(Stored data entries)
☆ ☆ ☆
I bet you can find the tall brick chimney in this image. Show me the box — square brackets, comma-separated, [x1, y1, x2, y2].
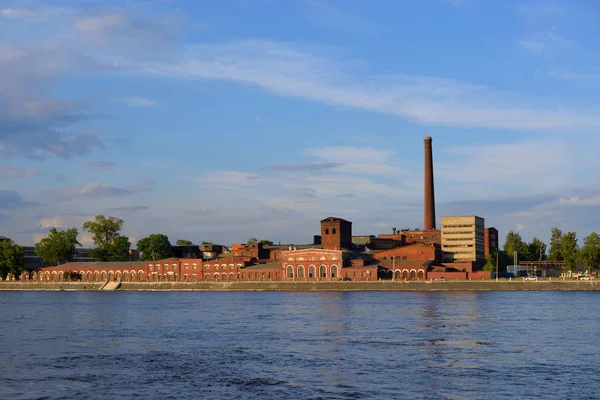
[424, 136, 436, 230]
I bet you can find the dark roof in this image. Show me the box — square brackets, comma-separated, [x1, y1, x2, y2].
[242, 263, 281, 270]
[40, 261, 148, 270]
[320, 216, 352, 224]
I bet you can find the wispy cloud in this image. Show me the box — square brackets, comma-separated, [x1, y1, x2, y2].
[549, 69, 600, 82]
[106, 205, 149, 213]
[45, 179, 154, 201]
[120, 96, 157, 107]
[0, 189, 37, 209]
[0, 165, 40, 177]
[83, 161, 118, 169]
[147, 40, 600, 132]
[265, 161, 343, 172]
[519, 32, 569, 54]
[0, 8, 45, 21]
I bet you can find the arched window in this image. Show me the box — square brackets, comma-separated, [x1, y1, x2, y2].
[297, 265, 305, 278]
[286, 265, 294, 278]
[418, 270, 424, 279]
[325, 229, 329, 234]
[331, 265, 338, 278]
[320, 265, 327, 278]
[332, 228, 336, 234]
[309, 265, 316, 278]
☆ ☆ ☆
Problem to work on :: Output nothing but the lines from the one with "I bet you can find the arched" through the last line above, each exactly as it stands.

Output ::
I bet you can find the arched window in this image. Show me the box — square brackets, comma-separated, [x1, y1, x2, y2].
[297, 265, 305, 278]
[286, 265, 294, 278]
[418, 270, 424, 279]
[325, 229, 329, 234]
[331, 265, 338, 278]
[320, 265, 327, 278]
[332, 228, 336, 234]
[309, 265, 316, 278]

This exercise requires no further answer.